§ **Required action**: Without changing a single word, write out every entry.

···

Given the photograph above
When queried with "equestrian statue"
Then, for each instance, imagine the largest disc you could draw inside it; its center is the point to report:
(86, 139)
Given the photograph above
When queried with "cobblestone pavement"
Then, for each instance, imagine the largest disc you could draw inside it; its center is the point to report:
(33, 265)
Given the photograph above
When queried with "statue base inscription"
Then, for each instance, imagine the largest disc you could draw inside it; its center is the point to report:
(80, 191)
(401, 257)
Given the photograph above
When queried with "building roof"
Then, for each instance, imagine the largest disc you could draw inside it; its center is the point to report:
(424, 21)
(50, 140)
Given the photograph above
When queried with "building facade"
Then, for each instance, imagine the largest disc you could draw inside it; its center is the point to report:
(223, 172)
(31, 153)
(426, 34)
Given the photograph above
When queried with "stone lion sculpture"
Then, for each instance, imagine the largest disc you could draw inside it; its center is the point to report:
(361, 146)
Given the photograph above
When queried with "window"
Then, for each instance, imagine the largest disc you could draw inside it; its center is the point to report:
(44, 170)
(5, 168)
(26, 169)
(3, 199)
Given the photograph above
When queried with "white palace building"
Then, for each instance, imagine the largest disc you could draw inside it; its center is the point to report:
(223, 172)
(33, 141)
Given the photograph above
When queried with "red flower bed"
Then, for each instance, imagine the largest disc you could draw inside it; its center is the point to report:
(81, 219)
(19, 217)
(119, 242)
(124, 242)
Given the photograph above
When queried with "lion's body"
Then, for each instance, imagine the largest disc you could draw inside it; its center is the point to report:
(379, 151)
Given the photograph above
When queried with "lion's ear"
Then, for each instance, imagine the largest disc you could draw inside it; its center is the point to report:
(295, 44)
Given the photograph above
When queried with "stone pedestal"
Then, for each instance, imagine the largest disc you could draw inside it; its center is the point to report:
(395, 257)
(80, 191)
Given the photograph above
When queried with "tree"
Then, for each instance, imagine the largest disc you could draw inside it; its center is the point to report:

···

§ **Solution**:
Given the photograph above
When queried with "equestrian statue"
Then, for each instance, imagine the largest disc you could draw inside it; its center is the point to report:
(86, 139)
Given the photograph above
When queried with "cobblestone pavement"
Then, for each instance, imagine the largest disc you could draw inside it; its center is the point to report:
(33, 265)
Given the photograph above
When queried with "statue base inscription"
Then, for each instance, imagine the largest disc you could draw inside it; its center is the point to report:
(80, 191)
(401, 257)
Given the photograph above
When queried with "building roof"
Then, for each instance, imagine the largest disc you could draw inside it; its center is the point to report:
(424, 21)
(50, 140)
Given the photograph above
When queried with "building facade"
Then, for each instance, imagine the largest disc you could draw inside it; its center is the point to report:
(223, 172)
(31, 153)
(426, 34)
Given the photograph above
When queried with "stone lion sculpture"
Then, for each instance, imagine the largest disc you could draw inside it; its center is the point to report:
(361, 146)
Given the photograph above
When queried with "window"
Then, for each instance, imagine the largest disc you could draw inside it; its center is the point to report:
(44, 170)
(5, 168)
(26, 169)
(3, 199)
Given the photograph above
When queried with "white palace building"
Then, for each instance, imagine the largest disc you could draw inside it; its center is the point to report:
(223, 172)
(33, 141)
Given the photograph above
When queried with "red flower bed"
Then, for each instance, imagine the largest disc you could draw inside it; its center is the point to report:
(81, 219)
(19, 217)
(119, 242)
(124, 242)
Given the photograph above
When queried with "lion's body"
Then, for each instance, imagine the largest disc you could draw inside it; its center is the point to report:
(379, 151)
Given the photograph above
When queried with "lion's ear"
Then, for each instance, imagine the largest disc you could draw inside it; its center is the point to report:
(295, 44)
Given the photograph above
When queried with "stone pedestal"
Then, for each instance, imagine the largest disc you could draw inside it; its center is the point to report:
(395, 257)
(80, 191)
Given the photograph above
When queried with "tree"
Then, for each instance, imagine the largest disc you could draw inside it; its center is the point to report:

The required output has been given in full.